• EXERCISE DETAILS
Write out the stretch of lines below that begins at the line with "pixel 153 239" and ends at the line with "pixel 323 212", including both, exactly as given and nothing more.

• Saved entries
----

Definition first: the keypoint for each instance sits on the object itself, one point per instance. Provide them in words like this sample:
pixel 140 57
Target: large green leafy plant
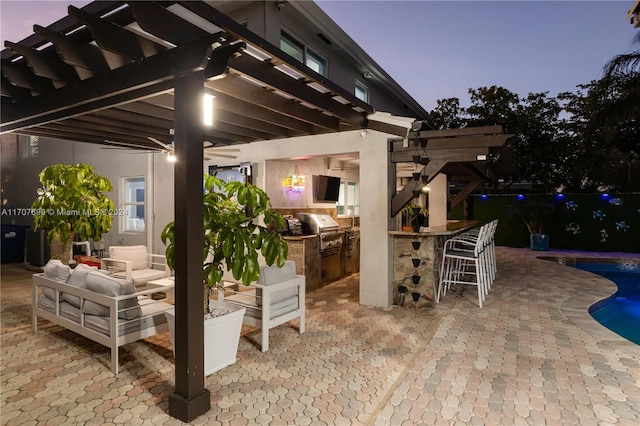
pixel 72 202
pixel 233 236
pixel 534 212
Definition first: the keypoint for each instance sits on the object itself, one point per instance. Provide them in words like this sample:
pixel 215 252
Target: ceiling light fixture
pixel 207 109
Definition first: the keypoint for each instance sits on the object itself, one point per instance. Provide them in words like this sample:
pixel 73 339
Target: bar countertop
pixel 452 227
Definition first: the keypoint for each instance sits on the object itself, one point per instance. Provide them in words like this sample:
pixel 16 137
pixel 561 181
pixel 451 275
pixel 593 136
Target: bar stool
pixel 466 257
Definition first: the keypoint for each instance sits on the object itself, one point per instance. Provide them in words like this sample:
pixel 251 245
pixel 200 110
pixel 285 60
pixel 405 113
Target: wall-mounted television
pixel 326 188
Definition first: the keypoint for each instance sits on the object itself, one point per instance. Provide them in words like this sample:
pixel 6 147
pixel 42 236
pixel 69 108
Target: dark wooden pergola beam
pixel 238 119
pixel 465 131
pixel 153 75
pixel 403 197
pixel 468 189
pixel 240 89
pixel 114 38
pixel 119 126
pixel 82 55
pixel 265 72
pixel 126 118
pixel 158 21
pixel 45 64
pixel 166 101
pixel 257 112
pixel 20 75
pixel 239 31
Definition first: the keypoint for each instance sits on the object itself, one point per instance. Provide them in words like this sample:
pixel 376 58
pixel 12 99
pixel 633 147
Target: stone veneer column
pixel 376 263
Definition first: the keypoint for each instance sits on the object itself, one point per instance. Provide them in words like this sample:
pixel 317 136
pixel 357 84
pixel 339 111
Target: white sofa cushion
pixel 273 275
pixel 137 255
pixel 57 271
pixel 77 279
pixel 110 286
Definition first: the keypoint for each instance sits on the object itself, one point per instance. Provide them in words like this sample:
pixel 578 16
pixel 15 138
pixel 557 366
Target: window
pixel 133 201
pixel 362 92
pixel 348 200
pixel 302 53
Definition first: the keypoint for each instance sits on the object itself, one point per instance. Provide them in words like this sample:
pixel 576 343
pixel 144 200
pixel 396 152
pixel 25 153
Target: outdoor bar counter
pixel 416 261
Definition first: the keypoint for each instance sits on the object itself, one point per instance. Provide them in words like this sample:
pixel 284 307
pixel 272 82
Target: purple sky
pixel 440 49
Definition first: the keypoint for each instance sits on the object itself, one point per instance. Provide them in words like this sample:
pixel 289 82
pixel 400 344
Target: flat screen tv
pixel 327 188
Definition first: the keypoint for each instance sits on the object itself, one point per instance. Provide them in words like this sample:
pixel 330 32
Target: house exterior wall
pixel 264 19
pixel 375 255
pixel 22 173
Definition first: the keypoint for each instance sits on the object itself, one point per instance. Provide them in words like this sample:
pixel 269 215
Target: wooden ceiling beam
pixel 403 197
pixel 125 84
pixel 239 31
pixel 114 38
pixel 465 131
pixel 91 119
pixel 298 89
pixel 20 75
pixel 166 100
pixel 73 53
pixel 458 155
pixel 127 117
pixel 468 189
pixel 96 133
pixel 238 119
pixel 46 64
pixel 158 21
pixel 257 112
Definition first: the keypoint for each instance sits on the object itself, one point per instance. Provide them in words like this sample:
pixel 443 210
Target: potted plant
pixel 233 237
pixel 534 212
pixel 72 202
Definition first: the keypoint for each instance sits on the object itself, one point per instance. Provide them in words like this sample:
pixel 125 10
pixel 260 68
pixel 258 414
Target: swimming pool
pixel 619 312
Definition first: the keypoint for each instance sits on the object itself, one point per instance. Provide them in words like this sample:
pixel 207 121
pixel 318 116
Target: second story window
pixel 362 92
pixel 302 53
pixel 133 202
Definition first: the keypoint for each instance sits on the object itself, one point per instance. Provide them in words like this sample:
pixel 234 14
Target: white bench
pixel 276 298
pixel 114 320
pixel 136 264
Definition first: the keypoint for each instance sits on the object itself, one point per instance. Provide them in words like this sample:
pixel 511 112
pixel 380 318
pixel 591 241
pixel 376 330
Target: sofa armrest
pixel 118 268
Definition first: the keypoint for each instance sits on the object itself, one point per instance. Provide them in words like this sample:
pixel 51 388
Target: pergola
pixel 117 73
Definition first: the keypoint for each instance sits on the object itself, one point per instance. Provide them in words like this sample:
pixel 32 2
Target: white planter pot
pixel 221 337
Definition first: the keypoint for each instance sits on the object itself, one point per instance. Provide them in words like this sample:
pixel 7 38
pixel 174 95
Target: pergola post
pixel 190 399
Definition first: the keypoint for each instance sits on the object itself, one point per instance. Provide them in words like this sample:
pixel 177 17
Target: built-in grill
pixel 323 225
pixel 331 241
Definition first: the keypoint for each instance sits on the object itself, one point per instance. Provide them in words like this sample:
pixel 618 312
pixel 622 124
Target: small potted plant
pixel 233 237
pixel 413 217
pixel 534 212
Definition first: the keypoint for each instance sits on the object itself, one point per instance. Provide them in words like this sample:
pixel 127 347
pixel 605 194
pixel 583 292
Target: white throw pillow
pixel 137 255
pixel 56 270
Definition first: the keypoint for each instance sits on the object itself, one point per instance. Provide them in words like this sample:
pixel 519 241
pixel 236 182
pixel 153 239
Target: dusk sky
pixel 440 49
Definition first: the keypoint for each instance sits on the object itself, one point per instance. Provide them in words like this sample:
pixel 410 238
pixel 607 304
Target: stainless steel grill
pixel 331 238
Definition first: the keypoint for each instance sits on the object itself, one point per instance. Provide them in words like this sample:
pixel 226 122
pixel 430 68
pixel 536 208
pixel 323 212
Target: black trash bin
pixel 12 249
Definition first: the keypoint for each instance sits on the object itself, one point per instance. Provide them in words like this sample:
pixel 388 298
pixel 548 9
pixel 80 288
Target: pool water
pixel 619 312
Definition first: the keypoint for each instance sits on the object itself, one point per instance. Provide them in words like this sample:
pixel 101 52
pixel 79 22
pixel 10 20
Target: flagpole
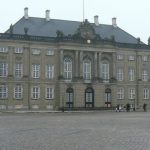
pixel 83 11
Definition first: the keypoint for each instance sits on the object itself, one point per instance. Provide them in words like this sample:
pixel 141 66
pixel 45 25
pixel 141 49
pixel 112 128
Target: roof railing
pixel 25 37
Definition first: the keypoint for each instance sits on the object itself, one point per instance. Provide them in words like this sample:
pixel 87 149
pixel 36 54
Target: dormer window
pixel 36 51
pixel 50 52
pixel 18 50
pixel 3 49
pixel 144 58
pixel 131 58
pixel 119 57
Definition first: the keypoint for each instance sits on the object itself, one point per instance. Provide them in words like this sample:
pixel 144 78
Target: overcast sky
pixel 132 16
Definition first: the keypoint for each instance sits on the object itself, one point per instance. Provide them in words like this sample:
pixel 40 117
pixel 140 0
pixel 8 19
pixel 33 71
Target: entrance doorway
pixel 108 97
pixel 70 98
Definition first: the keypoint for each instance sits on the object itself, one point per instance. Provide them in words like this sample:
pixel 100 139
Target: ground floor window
pixel 35 93
pixel 70 98
pixel 89 97
pixel 3 92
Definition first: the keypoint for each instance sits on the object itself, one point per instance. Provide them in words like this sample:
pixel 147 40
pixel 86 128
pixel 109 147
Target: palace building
pixel 50 64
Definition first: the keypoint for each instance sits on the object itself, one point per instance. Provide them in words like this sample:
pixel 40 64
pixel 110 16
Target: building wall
pixel 96 53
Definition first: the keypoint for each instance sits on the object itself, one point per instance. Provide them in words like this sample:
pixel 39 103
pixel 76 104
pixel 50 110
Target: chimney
pixel 26 13
pixel 96 21
pixel 114 24
pixel 47 17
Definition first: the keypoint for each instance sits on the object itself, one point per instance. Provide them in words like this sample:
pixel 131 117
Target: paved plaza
pixel 75 131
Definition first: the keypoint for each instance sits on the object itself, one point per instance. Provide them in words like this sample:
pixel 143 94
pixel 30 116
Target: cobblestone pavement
pixel 75 131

----

• TASK RESPONSE
pixel 153 239
Target: dusk sky
pixel 440 49
Definition first: the keypoint for each instance sits on the object itself, one point per instance. Provide them in words like this sample:
pixel 410 238
pixel 607 304
Target: stainless steel grill
pixel 331 238
Definition first: the keypoint for each instance sits on the object itself, one point per instance. Provide them in words like this sample:
pixel 226 122
pixel 430 68
pixel 536 208
pixel 323 212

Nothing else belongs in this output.